### What needs to be done
From the line that contains "Expected: for every instance of the chair" to the last line of the entries, write each line out exactly; include both ends and nothing else.

Stored dataset items

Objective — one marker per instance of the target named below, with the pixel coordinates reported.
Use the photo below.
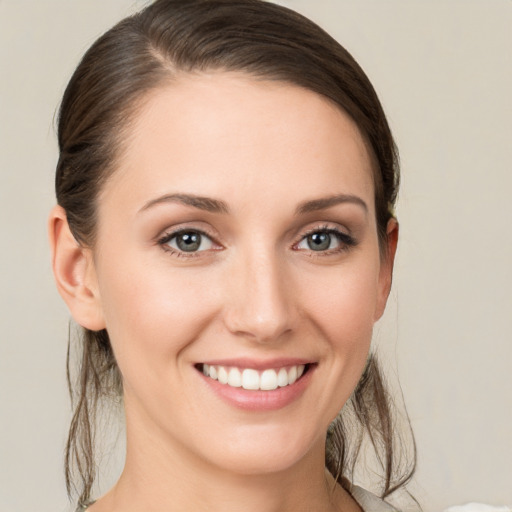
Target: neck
(162, 476)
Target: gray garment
(366, 500)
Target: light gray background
(442, 69)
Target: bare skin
(283, 166)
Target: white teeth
(268, 380)
(222, 375)
(252, 379)
(235, 378)
(292, 375)
(282, 378)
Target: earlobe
(386, 268)
(73, 269)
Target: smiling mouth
(254, 380)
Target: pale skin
(253, 289)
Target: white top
(369, 502)
(366, 500)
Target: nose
(260, 304)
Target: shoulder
(369, 502)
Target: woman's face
(237, 238)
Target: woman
(225, 236)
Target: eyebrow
(327, 202)
(202, 203)
(218, 206)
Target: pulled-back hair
(149, 49)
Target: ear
(386, 267)
(73, 268)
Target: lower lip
(258, 400)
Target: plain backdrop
(443, 72)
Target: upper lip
(258, 364)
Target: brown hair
(138, 55)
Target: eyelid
(345, 239)
(164, 238)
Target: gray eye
(319, 241)
(190, 241)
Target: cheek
(151, 316)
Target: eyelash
(345, 240)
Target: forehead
(230, 135)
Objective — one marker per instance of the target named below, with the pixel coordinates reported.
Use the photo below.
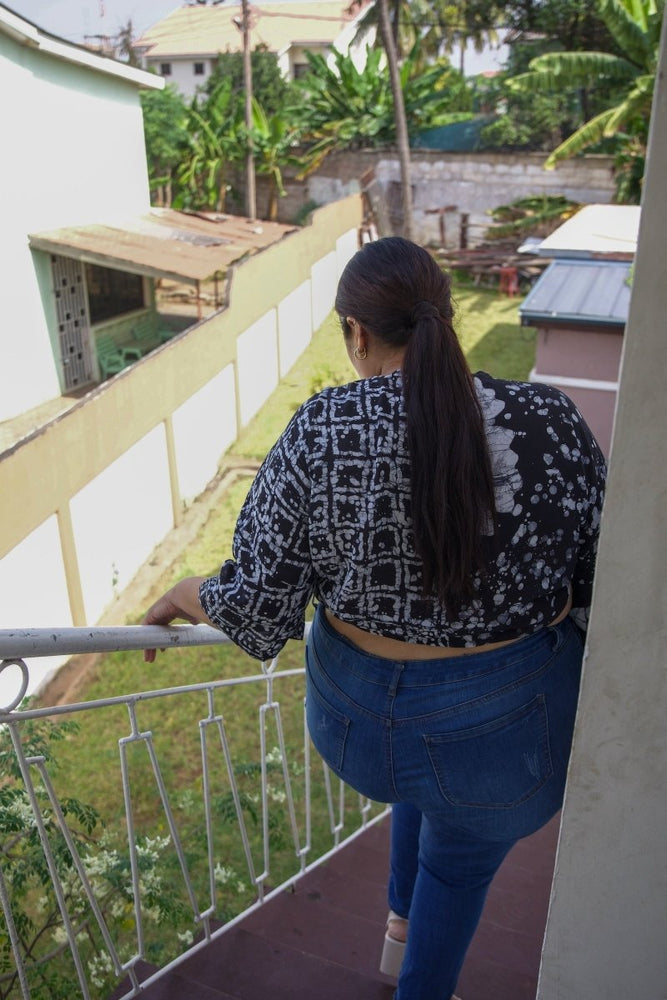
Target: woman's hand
(180, 602)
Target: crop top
(328, 516)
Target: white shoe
(392, 949)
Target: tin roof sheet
(609, 230)
(165, 243)
(208, 30)
(587, 292)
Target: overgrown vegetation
(579, 76)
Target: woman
(447, 526)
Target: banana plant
(341, 106)
(635, 25)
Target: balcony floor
(324, 938)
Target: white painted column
(606, 936)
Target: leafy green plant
(635, 26)
(33, 901)
(216, 140)
(339, 106)
(538, 215)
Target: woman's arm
(181, 601)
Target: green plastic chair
(110, 356)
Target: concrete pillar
(606, 935)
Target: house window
(112, 293)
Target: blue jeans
(472, 749)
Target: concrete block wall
(473, 183)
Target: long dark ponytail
(398, 292)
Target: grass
(88, 762)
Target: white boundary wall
(122, 513)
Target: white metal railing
(101, 888)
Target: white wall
(295, 327)
(34, 595)
(74, 154)
(125, 511)
(324, 278)
(119, 518)
(204, 428)
(607, 925)
(257, 372)
(182, 75)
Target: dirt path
(70, 680)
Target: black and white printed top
(328, 516)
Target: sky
(73, 19)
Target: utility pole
(402, 141)
(251, 199)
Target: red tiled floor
(323, 939)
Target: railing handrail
(273, 780)
(16, 643)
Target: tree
(273, 140)
(437, 26)
(124, 44)
(339, 106)
(165, 134)
(216, 141)
(31, 894)
(268, 84)
(635, 27)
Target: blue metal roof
(586, 292)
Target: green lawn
(89, 760)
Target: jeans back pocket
(496, 765)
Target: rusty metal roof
(164, 243)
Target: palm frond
(627, 21)
(590, 133)
(582, 67)
(637, 102)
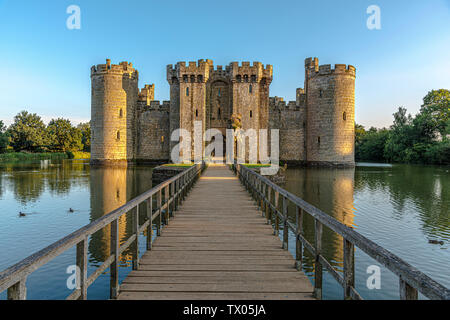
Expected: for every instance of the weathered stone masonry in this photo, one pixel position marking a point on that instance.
(129, 125)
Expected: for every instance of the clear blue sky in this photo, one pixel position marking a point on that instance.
(45, 67)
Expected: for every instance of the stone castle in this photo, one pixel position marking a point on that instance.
(128, 125)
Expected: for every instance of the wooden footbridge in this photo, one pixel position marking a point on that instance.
(217, 237)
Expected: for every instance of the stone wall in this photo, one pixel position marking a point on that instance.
(113, 111)
(127, 124)
(330, 114)
(290, 120)
(153, 135)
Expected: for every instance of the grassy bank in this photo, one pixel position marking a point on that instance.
(22, 156)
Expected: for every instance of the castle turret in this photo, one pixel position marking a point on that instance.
(188, 95)
(113, 112)
(330, 113)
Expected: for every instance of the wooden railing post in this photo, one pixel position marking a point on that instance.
(150, 224)
(406, 291)
(349, 268)
(82, 249)
(263, 199)
(268, 207)
(175, 194)
(136, 232)
(285, 225)
(18, 291)
(277, 217)
(114, 269)
(166, 201)
(158, 203)
(318, 264)
(298, 243)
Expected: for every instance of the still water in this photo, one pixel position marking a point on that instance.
(399, 207)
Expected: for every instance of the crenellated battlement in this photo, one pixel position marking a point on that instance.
(250, 73)
(318, 127)
(147, 93)
(278, 103)
(123, 68)
(156, 105)
(313, 68)
(190, 72)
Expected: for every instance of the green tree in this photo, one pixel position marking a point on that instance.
(372, 144)
(4, 137)
(399, 138)
(27, 132)
(85, 129)
(436, 104)
(63, 136)
(359, 133)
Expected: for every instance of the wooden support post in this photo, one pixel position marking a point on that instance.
(285, 225)
(114, 268)
(136, 232)
(317, 265)
(298, 243)
(150, 224)
(349, 268)
(263, 198)
(18, 291)
(82, 249)
(407, 292)
(166, 201)
(158, 203)
(268, 208)
(183, 186)
(277, 217)
(175, 194)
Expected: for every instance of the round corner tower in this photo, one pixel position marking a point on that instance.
(330, 114)
(114, 98)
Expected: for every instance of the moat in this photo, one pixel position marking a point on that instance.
(400, 207)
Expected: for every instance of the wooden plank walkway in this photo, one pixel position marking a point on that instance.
(218, 246)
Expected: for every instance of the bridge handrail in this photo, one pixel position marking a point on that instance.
(411, 280)
(175, 189)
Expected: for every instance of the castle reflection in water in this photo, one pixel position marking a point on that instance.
(112, 187)
(331, 190)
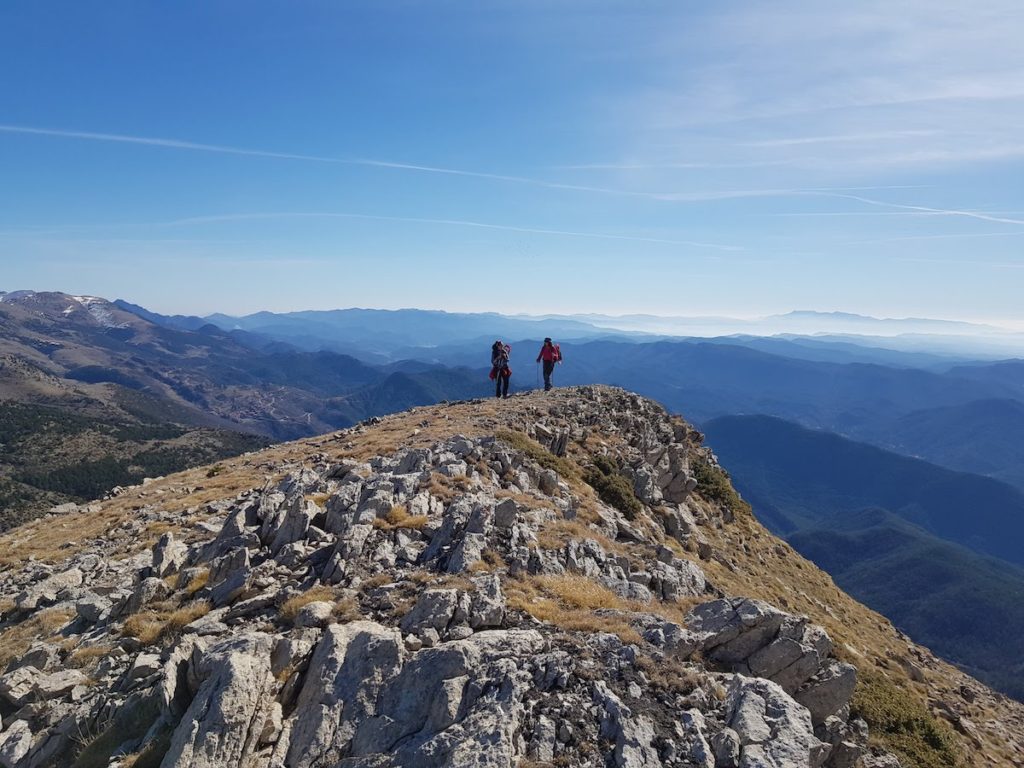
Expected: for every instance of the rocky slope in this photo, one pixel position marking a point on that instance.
(563, 579)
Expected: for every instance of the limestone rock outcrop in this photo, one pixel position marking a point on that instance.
(467, 602)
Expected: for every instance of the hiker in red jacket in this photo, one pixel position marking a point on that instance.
(550, 354)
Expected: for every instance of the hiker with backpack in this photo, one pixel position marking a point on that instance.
(500, 371)
(550, 354)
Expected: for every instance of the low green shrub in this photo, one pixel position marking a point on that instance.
(612, 486)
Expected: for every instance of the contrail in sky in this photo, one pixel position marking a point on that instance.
(451, 222)
(173, 143)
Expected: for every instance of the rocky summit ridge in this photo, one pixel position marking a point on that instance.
(561, 579)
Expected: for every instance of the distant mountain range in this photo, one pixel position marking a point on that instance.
(938, 552)
(96, 393)
(413, 333)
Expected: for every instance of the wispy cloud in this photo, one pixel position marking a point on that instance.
(842, 138)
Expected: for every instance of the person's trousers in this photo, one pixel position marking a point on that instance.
(549, 367)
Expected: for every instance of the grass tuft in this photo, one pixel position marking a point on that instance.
(903, 724)
(398, 517)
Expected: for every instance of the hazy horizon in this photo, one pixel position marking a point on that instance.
(736, 161)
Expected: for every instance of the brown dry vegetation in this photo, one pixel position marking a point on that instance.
(760, 570)
(398, 517)
(162, 623)
(15, 640)
(569, 603)
(321, 593)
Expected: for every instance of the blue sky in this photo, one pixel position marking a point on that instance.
(737, 158)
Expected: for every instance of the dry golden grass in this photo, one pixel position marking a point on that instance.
(164, 622)
(321, 593)
(88, 656)
(398, 517)
(491, 560)
(580, 592)
(569, 604)
(668, 675)
(346, 609)
(376, 581)
(554, 536)
(440, 486)
(15, 640)
(786, 581)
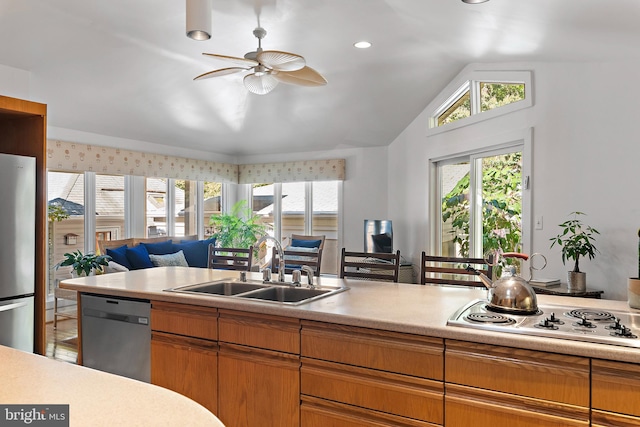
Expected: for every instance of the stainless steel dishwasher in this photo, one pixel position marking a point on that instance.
(116, 335)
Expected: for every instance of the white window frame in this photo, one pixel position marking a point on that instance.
(471, 81)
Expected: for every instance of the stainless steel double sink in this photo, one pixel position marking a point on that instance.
(280, 293)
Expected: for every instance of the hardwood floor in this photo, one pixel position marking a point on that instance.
(62, 342)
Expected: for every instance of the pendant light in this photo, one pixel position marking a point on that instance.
(199, 19)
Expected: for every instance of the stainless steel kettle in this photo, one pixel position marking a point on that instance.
(510, 294)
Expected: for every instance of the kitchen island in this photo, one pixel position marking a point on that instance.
(373, 354)
(95, 398)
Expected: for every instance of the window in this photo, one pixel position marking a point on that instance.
(109, 205)
(309, 208)
(480, 95)
(156, 207)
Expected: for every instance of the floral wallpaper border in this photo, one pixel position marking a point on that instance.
(75, 157)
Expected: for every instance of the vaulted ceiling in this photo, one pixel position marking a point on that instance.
(124, 68)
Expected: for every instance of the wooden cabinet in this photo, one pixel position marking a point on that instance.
(184, 351)
(355, 376)
(259, 370)
(485, 385)
(23, 126)
(615, 393)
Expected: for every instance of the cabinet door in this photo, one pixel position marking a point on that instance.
(185, 365)
(609, 419)
(615, 387)
(258, 387)
(321, 413)
(467, 406)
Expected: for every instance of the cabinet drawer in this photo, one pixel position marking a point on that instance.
(548, 376)
(259, 330)
(367, 388)
(615, 387)
(467, 406)
(387, 351)
(316, 412)
(184, 319)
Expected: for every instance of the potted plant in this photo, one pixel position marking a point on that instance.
(84, 264)
(240, 228)
(576, 239)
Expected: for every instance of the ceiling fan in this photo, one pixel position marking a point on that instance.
(268, 68)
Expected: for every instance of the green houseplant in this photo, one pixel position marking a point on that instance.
(84, 264)
(576, 240)
(239, 228)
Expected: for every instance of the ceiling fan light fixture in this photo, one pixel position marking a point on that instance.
(199, 19)
(260, 84)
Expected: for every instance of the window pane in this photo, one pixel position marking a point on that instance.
(109, 208)
(325, 221)
(156, 208)
(212, 205)
(459, 110)
(494, 95)
(65, 195)
(293, 206)
(454, 179)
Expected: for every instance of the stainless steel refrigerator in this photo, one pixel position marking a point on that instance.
(17, 250)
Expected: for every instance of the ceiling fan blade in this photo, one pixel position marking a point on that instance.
(244, 62)
(281, 61)
(307, 76)
(220, 72)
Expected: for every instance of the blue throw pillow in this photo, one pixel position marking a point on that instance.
(119, 256)
(195, 251)
(305, 243)
(139, 257)
(160, 248)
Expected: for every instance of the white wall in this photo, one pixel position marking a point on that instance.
(585, 151)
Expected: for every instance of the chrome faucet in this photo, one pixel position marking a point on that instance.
(307, 269)
(280, 254)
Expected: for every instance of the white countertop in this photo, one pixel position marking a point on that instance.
(408, 308)
(95, 398)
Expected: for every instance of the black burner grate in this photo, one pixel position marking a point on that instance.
(494, 318)
(591, 315)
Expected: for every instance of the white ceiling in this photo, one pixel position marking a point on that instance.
(124, 68)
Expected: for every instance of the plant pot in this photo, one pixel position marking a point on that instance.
(576, 281)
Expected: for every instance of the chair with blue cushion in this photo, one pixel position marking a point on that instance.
(370, 265)
(230, 258)
(302, 250)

### Reply
Expected: for every instance of the chair with blue cushion in this photo, one pixel position marking a point on that instance.
(370, 265)
(230, 258)
(302, 250)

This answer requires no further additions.